Aim: Can you repeat every line in the part that opens with the line containing "Annotation task — tag each instance of the dark river" and closes with the line containing "pixel 649 629", shifting each pin coordinate up by 96? The sample coordinates after "written like" stay unchanged.

........

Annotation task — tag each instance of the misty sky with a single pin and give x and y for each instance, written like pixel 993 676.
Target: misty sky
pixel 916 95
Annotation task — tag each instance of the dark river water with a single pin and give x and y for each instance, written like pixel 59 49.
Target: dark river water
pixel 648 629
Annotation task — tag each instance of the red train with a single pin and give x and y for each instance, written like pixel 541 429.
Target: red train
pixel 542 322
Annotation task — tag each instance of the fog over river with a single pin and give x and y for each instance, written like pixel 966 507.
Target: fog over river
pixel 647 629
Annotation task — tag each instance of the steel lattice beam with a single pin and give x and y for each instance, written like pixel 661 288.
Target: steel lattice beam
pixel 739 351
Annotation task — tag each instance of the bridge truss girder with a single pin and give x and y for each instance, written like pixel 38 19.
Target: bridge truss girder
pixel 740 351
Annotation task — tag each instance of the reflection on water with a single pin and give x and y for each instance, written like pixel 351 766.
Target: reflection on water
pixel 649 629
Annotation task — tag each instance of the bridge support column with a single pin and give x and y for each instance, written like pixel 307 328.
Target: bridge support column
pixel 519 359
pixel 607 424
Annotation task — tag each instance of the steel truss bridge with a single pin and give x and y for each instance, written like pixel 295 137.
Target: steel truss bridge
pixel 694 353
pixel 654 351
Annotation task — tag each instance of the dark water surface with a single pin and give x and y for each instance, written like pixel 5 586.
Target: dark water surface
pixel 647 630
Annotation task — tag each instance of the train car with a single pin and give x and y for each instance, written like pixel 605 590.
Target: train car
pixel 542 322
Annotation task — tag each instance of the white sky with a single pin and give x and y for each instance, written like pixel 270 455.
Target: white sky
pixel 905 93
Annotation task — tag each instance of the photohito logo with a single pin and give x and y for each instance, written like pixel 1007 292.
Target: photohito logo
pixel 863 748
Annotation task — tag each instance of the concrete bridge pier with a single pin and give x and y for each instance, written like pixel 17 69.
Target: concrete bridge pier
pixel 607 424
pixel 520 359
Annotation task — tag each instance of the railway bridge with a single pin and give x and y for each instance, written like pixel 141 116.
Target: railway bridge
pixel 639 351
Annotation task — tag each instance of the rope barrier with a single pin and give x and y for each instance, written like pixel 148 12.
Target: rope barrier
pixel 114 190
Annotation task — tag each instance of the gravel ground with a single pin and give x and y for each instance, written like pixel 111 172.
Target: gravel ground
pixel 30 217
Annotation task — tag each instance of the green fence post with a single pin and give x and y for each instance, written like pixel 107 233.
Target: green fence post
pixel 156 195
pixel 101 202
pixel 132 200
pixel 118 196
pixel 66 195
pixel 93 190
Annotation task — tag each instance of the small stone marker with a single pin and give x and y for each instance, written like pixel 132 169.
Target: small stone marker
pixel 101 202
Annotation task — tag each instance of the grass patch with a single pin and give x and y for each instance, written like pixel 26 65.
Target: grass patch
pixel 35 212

........

Task result:
Annotation task — tag each instance of the dark river water with a single pin and give x and y for each instance, written like pixel 59 49.
Target: dark river water
pixel 744 725
Annotation task — tag each instance of the red train with a single pin and give x and y for each instance, written like pixel 541 429.
Target: red train
pixel 638 418
Annotation task — tag each instance of the fog over river with a single pin and give x and y for each instance, written like pixel 966 507.
Target: fog over river
pixel 743 725
Annotation task — tag each instance of the steel lattice beam with a single pin and give x and y for each instance, written like pixel 661 288.
Target: steel lattice beam
pixel 835 447
Annotation task — tag each instance of the bridge truss girder with a single pin and give x and y for each instance, written like pixel 38 19.
Target: bridge truss girder
pixel 836 447
Annotation task — tag each instance of the reflection on water with a single pin and give x and y for each instance, written like pixel 351 766.
Target: reflection on water
pixel 745 725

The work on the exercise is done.